* begin Material supplied *
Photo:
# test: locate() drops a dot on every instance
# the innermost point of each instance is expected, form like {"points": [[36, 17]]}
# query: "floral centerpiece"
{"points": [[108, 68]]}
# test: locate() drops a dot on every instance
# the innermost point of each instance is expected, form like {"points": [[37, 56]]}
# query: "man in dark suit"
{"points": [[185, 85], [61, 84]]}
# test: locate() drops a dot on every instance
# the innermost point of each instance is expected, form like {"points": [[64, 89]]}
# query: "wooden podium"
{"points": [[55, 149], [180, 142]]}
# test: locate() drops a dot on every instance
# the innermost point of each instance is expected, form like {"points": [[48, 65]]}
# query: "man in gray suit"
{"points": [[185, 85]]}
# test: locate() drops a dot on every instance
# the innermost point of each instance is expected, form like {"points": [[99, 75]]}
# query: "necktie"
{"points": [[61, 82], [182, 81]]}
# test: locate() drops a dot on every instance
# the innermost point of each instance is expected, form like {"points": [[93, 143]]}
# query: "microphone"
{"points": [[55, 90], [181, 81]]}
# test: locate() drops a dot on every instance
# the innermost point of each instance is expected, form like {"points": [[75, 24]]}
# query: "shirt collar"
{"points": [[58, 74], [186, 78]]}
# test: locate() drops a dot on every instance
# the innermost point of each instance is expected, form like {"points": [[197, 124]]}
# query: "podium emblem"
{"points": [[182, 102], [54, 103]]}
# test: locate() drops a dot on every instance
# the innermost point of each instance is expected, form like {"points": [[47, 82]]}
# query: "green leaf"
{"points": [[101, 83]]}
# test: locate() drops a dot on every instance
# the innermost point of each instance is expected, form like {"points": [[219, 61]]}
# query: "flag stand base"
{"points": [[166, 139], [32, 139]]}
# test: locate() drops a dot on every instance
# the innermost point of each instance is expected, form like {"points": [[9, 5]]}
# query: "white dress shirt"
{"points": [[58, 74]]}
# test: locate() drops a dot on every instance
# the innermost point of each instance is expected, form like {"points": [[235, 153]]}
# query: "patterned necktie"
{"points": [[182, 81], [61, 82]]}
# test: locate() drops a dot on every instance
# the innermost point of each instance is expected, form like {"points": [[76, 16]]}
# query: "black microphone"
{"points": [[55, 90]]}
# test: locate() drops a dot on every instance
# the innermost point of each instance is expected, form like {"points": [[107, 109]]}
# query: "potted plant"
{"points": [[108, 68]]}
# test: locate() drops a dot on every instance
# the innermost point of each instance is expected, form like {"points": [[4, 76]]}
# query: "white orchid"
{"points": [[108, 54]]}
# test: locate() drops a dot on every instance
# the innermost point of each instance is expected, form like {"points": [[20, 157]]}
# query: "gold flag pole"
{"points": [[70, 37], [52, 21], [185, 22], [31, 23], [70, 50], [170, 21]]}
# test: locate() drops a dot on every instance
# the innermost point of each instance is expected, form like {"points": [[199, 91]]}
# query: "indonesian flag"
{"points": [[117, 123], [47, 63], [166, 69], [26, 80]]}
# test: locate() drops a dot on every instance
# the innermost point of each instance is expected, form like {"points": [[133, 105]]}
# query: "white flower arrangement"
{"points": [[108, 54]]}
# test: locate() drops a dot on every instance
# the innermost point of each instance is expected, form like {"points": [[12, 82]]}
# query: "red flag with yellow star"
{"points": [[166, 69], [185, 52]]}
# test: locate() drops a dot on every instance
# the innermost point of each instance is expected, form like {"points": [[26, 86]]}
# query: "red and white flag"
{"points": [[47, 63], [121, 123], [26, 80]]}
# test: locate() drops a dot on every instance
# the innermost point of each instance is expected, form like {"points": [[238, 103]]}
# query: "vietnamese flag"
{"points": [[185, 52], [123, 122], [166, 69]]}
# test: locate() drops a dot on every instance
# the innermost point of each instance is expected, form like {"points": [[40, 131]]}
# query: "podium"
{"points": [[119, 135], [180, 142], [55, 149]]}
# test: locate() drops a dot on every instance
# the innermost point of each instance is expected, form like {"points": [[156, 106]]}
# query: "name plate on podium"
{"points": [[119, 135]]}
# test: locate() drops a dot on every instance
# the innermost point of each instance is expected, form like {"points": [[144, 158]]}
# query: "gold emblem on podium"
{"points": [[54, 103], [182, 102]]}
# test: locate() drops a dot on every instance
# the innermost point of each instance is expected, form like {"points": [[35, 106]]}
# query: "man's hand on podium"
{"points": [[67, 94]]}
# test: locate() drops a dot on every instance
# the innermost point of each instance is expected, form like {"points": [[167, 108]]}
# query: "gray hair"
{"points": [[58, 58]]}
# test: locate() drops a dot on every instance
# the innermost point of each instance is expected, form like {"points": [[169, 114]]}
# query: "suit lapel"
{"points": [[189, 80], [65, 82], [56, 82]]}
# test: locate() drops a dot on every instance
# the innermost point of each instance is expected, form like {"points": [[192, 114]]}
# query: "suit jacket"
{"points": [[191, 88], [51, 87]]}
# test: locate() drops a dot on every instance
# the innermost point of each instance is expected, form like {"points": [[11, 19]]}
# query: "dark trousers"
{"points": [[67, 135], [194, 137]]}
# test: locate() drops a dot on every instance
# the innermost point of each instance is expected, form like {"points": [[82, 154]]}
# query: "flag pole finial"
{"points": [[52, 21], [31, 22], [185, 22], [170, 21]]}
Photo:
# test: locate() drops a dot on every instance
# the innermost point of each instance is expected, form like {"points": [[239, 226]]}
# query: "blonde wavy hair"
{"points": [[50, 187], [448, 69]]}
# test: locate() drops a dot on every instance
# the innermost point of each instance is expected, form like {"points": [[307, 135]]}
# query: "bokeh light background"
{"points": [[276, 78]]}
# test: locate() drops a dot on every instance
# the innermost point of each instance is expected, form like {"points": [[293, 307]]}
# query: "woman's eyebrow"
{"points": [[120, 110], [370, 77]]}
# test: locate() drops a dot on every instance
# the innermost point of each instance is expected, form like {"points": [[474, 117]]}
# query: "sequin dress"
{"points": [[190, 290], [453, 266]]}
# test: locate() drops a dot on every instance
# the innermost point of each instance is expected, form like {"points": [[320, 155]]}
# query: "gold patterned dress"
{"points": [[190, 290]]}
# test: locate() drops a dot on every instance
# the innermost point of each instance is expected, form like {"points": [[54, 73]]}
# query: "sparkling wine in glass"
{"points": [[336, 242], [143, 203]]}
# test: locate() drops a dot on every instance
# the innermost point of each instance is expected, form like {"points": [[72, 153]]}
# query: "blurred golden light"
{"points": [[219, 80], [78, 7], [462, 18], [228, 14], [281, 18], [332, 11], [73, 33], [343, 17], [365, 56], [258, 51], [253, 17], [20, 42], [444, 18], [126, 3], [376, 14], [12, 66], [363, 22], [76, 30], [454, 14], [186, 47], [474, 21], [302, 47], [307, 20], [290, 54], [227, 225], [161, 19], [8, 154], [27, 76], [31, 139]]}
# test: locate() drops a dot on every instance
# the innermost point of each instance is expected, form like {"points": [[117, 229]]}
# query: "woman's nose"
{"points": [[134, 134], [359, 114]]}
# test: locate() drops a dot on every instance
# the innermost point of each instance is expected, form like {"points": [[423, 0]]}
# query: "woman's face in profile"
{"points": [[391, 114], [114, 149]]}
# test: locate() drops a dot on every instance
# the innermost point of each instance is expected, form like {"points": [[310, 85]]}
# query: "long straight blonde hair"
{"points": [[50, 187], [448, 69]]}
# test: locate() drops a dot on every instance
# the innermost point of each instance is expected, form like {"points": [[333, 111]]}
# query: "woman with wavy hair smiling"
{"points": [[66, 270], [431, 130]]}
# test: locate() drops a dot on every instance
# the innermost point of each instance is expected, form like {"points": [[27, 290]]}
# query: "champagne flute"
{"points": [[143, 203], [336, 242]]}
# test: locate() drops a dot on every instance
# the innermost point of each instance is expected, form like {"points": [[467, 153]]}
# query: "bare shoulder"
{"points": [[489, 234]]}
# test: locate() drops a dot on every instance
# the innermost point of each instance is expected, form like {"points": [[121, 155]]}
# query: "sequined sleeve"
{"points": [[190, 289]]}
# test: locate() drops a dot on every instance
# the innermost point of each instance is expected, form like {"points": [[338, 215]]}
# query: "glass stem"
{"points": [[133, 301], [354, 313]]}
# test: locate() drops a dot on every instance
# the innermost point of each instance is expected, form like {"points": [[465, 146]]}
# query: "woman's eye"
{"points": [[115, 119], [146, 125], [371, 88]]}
* end Material supplied *
* begin Material supplied *
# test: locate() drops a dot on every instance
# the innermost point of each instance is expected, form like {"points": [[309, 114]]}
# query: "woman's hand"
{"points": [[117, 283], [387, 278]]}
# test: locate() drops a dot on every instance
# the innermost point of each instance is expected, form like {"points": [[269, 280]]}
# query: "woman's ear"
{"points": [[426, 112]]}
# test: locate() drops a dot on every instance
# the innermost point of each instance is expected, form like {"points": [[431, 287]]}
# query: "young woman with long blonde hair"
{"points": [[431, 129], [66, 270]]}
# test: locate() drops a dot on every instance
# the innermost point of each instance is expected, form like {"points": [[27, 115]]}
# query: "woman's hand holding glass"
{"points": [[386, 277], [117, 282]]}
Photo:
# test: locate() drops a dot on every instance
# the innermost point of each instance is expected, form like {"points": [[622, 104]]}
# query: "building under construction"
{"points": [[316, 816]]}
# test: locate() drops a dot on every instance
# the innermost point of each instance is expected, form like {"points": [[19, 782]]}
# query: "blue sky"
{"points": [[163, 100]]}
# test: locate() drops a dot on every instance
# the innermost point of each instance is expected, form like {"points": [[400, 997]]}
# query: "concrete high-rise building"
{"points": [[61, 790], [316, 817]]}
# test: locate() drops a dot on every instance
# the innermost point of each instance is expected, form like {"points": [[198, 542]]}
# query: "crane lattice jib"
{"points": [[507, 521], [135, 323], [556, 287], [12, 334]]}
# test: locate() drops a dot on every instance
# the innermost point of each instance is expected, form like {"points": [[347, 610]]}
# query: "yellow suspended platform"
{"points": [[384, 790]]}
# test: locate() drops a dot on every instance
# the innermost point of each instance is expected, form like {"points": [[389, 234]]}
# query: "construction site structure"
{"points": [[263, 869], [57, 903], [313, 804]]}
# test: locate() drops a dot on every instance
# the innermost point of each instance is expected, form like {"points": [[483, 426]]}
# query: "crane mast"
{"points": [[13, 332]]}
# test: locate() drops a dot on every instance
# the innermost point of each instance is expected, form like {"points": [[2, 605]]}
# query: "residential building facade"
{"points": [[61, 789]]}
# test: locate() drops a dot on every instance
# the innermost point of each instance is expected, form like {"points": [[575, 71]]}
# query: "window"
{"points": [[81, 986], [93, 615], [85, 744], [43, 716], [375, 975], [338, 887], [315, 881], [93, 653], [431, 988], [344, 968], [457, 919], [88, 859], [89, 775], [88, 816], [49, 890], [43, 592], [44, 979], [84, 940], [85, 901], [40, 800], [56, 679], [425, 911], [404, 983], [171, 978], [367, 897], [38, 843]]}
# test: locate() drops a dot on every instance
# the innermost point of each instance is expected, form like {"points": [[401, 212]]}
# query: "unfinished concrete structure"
* end Material supplied *
Set exercise: Tally the lines in the records that contain the word "hand" and reply with only that number.

Solution to this exercise: 3